● QUOTED PASSAGE
---

In view of the above, it is an object of the present invention to provide a stacked workpiece molding method and a stacked workpiece molding device that can suppress the manufacturing costs of the stacked workpiece and the mold and improve the maintainability.

Solution to Problem

[1] In order to achieve the above object, a stacked workpiece molding method of the present invention is a stacked workpiece molding method for molding a stacked workpiece by bonding a sheet material to a workpiece body using a stacked workpiece molding device including:
a first mold configured to suck and hold the workpiece body; and
a second mold configured to have on an inner surface a pattern that can be transferred to a surface of the sheet material stacked on the workpiece body and press the sheet material against the workpiece body;
the method including:
a transfer step of causing the sheet material to be stuck to the second mold and transferring the pattern onto the sheet material, in which
the second mold includes a through-hole that extends to be opened and positioned at a peripheral edge of the workpiece body,
the through-hole is connected to a first suction device that sucks the sheet material,
the first mold includes a suction hole that extends to be opened at a portion that contacts the workpiece body,
the suction hole is connected to a second suction device that sucks the workpiece body, and
in a bonding step of bonding the sheet material to the workpiece body, a suction force in the through-hole by the first suction device is set stronger than a suction force in the suction hole by the second suction device.

---

● DATASET ROWS
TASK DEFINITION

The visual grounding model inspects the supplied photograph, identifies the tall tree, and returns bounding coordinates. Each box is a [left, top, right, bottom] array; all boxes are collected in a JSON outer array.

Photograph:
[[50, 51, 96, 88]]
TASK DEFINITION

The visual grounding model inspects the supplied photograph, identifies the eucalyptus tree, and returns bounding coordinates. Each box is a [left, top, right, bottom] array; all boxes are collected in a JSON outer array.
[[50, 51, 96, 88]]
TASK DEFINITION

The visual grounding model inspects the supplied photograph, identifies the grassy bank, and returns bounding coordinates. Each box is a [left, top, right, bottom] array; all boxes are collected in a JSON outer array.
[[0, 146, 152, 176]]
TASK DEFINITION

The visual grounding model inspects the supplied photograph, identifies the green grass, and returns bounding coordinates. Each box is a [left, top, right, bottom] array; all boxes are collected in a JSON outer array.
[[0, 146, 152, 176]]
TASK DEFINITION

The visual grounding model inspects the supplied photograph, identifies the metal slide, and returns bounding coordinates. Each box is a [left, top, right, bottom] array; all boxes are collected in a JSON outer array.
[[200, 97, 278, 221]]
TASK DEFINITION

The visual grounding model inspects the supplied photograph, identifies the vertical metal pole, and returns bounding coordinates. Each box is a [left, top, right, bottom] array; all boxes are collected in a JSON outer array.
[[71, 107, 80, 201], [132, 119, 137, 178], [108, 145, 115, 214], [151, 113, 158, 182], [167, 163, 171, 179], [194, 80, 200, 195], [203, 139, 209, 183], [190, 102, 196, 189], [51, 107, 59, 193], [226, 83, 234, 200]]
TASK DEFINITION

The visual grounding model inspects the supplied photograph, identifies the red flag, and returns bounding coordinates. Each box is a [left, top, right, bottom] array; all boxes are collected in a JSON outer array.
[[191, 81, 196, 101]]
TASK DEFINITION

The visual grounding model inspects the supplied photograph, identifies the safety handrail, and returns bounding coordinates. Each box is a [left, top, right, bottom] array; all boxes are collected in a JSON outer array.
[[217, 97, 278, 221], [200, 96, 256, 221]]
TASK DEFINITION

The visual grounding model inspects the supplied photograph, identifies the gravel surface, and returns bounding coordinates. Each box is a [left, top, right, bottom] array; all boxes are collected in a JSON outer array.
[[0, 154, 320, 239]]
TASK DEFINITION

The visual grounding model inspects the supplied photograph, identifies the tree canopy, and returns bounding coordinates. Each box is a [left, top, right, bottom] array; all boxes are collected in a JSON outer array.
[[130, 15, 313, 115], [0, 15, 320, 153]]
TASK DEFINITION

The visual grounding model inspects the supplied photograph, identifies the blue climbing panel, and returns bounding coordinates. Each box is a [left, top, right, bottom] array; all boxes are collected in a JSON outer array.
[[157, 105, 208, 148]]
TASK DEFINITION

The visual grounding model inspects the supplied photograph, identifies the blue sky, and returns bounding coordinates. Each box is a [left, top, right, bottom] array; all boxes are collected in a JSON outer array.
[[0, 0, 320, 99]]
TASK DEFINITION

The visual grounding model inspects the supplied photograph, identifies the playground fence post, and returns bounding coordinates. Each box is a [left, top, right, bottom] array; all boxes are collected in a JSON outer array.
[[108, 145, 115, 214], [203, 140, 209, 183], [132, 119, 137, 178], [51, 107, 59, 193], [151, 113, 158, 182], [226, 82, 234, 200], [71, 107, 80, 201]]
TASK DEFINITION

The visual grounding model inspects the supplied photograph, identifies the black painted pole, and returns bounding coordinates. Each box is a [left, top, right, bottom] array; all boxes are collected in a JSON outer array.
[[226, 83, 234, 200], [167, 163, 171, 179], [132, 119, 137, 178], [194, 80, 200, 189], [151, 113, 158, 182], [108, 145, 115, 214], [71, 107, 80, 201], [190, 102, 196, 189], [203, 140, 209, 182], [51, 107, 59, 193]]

---

● INSTRUCTIONS
A. For the molding method passage, say whether each statement agrees with it (yes or no), quoting the words that decide it: (i) the through-hole connected to the first suction device is in the first mold; (ii) in the bonding step, the suction force in the through-hole is set stronger than the suction force in the suction hole; (iii) the second mold sucks and holds the workpiece body.
B. Rewrite the molding method passage starting with "In view of the" and going on through "improve the maintainability.", substituting "reduce" for "suppress".
Answer from the text only.

● OUTPUTS FOR THE TASKS
A.
(i) No: "the second mold includes a through-hole that extends to be opened and positioned at a peripheral edge of the workpiece body"
(ii) Yes: "a suction force in the through-hole by the first suction device is set stronger than a suction force in the suction hole by the second suction device"
(iii) No: "a first mold configured to suck and hold the workpiece body"

B.
In view of the above, it is an object of the present invention to provide a stacked workpiece molding method and a stacked workpiece molding device that can reduce the manufacturing costs of the stacked workpiece and the mold and improve the maintainability.